# Short problem A
In the boiler text, what color is particularly preferred for the LED light (12)?

# Source text
====
A temperature detection component or sensor (10), preferably a thermistor, is shown which is connected directly to the external jacket of the water boiler reservoir and signals the microprocessor (15) to deactivate the boiler burner elements whenever the temperature of the external jacket exceeds a pre-determined danger point. This pre-determined danger point may be for example as low as 212 F. for low pressure boilers. There is an electrical connection (9) for 115 voltage power source and wiring connected to the low water shut-off valve. A manual blowdown valve (6), is shown to allow manual blowdown, if desired. It may be that this valve (6) must be relocated from it's normal position which is somewhat higher along the drainline (7a). The secondary drainline (7b) shows the escape of the automatically blowndown sediment and mud from valve (5). There is a high temperature reset button (11) to restart the system, in the event of automatic deactivation of the burners. There is a LED light (12) to indicate the system is operating normally. Preferably, this is a different color from the other indicator lights. It is particularly preferred to use a green light or indicator cap, at this position.
====
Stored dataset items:
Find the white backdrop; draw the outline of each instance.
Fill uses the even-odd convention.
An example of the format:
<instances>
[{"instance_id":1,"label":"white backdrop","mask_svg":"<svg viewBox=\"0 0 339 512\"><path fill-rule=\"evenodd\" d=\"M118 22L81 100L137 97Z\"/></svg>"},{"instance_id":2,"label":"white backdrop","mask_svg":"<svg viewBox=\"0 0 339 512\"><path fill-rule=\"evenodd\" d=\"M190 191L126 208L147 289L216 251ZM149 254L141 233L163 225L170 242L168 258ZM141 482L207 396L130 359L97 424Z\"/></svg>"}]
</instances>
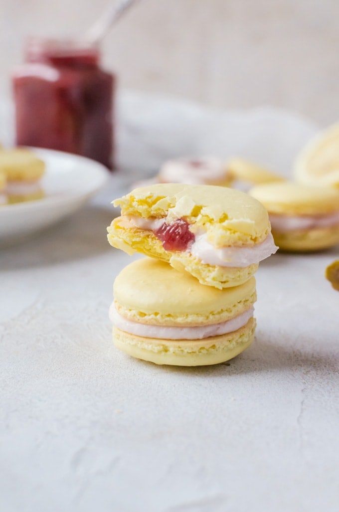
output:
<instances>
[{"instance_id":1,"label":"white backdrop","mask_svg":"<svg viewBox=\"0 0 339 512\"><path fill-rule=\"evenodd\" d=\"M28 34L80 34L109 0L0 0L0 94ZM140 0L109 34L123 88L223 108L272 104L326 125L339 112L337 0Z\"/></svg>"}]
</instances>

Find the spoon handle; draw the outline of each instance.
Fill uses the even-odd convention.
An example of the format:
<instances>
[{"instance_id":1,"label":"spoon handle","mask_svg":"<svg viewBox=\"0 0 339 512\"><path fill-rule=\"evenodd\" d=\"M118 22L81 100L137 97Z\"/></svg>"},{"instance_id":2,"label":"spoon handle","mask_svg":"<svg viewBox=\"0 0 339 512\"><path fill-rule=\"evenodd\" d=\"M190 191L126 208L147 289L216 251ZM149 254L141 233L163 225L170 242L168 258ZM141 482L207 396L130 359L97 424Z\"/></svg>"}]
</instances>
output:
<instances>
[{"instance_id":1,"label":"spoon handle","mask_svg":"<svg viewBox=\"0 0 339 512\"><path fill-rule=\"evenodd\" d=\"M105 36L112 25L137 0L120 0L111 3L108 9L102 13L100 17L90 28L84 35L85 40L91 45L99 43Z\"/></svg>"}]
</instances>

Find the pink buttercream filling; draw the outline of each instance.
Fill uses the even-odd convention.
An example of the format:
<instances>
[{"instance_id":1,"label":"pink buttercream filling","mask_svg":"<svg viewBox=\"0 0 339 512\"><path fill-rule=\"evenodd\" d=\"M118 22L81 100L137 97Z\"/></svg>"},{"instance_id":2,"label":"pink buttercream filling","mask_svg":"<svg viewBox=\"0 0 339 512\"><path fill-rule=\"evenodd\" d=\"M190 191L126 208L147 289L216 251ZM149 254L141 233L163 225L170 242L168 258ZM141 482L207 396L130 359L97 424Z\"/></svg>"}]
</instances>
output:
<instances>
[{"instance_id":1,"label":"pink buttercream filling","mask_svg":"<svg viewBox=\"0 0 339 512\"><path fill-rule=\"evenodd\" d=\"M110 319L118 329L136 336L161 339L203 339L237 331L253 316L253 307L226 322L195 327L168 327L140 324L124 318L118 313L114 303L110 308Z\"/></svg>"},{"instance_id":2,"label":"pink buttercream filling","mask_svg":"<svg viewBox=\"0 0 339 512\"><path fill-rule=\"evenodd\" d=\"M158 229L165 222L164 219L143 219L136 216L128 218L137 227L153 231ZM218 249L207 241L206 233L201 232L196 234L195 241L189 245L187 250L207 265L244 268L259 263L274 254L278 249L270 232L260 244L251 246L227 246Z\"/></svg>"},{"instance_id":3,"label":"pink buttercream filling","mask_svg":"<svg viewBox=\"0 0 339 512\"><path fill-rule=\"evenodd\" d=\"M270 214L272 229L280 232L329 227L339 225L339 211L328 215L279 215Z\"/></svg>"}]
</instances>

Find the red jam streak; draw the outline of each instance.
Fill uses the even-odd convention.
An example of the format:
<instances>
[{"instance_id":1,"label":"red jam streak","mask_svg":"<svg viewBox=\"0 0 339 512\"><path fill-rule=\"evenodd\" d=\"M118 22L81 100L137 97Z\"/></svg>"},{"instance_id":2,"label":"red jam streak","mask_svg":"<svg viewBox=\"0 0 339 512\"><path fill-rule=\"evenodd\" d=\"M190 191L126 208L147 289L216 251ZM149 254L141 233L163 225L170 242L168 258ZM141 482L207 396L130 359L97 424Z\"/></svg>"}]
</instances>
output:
====
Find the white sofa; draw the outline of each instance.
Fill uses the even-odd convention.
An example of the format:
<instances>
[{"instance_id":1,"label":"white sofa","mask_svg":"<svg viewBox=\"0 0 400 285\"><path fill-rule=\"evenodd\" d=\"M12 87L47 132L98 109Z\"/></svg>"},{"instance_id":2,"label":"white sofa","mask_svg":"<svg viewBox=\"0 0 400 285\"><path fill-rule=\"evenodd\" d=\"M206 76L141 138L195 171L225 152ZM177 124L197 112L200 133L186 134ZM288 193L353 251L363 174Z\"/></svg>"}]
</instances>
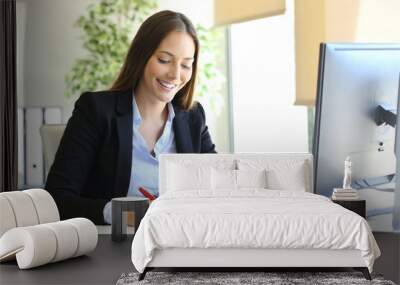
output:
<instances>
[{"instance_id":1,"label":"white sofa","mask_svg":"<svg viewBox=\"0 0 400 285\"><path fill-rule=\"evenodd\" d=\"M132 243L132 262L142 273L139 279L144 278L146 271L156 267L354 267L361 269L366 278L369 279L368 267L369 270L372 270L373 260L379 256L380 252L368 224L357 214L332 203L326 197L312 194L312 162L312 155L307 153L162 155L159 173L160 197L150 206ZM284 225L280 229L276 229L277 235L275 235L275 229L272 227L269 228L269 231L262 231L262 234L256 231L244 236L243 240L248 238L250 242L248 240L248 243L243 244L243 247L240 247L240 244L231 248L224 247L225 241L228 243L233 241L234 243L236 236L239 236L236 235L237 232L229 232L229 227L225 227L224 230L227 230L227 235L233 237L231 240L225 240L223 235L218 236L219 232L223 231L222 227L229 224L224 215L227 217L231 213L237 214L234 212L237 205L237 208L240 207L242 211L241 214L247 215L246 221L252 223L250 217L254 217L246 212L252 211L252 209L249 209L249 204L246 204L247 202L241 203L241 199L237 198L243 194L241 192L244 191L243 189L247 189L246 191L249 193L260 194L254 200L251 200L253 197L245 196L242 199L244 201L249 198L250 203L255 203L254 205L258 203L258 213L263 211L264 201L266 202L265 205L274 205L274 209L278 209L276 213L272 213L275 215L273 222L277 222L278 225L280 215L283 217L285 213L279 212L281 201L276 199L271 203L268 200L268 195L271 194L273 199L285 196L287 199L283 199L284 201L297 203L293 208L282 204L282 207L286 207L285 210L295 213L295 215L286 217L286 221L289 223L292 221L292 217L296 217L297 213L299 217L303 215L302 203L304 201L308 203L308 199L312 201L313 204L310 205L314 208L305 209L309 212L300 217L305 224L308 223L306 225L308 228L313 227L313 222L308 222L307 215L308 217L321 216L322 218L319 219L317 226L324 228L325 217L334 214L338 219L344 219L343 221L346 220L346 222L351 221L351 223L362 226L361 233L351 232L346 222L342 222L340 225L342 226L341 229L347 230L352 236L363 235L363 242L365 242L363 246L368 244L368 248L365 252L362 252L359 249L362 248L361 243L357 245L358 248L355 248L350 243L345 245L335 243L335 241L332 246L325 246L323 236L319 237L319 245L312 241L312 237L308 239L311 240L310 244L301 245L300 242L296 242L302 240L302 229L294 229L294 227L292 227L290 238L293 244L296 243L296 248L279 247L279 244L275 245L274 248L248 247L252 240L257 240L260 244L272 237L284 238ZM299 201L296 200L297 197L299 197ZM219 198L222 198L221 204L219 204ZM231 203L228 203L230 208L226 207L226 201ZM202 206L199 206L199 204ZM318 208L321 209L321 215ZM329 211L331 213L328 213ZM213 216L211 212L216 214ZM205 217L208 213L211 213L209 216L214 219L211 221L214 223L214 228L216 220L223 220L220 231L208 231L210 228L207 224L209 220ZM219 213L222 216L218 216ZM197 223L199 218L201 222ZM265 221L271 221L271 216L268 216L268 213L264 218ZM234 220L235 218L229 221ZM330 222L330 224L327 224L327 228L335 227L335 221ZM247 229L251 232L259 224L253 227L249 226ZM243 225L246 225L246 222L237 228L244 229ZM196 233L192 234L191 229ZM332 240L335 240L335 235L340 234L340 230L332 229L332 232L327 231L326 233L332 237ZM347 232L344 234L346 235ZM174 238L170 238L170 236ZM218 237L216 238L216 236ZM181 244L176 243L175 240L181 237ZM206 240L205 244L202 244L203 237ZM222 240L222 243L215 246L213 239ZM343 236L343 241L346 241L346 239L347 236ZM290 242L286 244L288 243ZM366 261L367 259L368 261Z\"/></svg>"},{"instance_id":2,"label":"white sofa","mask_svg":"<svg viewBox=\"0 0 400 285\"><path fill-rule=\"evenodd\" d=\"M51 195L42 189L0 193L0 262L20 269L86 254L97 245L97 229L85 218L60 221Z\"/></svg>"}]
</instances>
====
# Short problem B
Edit the records from the line containing "Find the white backdrop;" down to the line containing "34L80 34L109 0L0": replace "even-odd" with "nonzero" and keep everything else unchanged. Give only those lines, and leave the pictures out.

# Written response A
Green, either a green light or a green indicator cap.

# Written response B
Find the white backdrop; draw the outline of each instance.
Fill uses the nonzero convention.
An example of the format:
<instances>
[{"instance_id":1,"label":"white backdrop","mask_svg":"<svg viewBox=\"0 0 339 512\"><path fill-rule=\"evenodd\" d=\"M118 22L81 100L137 97Z\"/></svg>"},{"instance_id":2,"label":"white backdrop","mask_svg":"<svg viewBox=\"0 0 339 512\"><path fill-rule=\"evenodd\" d=\"M190 191L126 208L147 289L216 251ZM149 254L141 233L163 225L170 242L168 258ZM141 482L207 396L130 359L97 424Z\"/></svg>"}]
</instances>
output:
<instances>
[{"instance_id":1,"label":"white backdrop","mask_svg":"<svg viewBox=\"0 0 339 512\"><path fill-rule=\"evenodd\" d=\"M28 34L80 34L109 0L0 0L0 94ZM140 0L109 34L123 88L223 108L272 104L326 125L339 112L337 0Z\"/></svg>"}]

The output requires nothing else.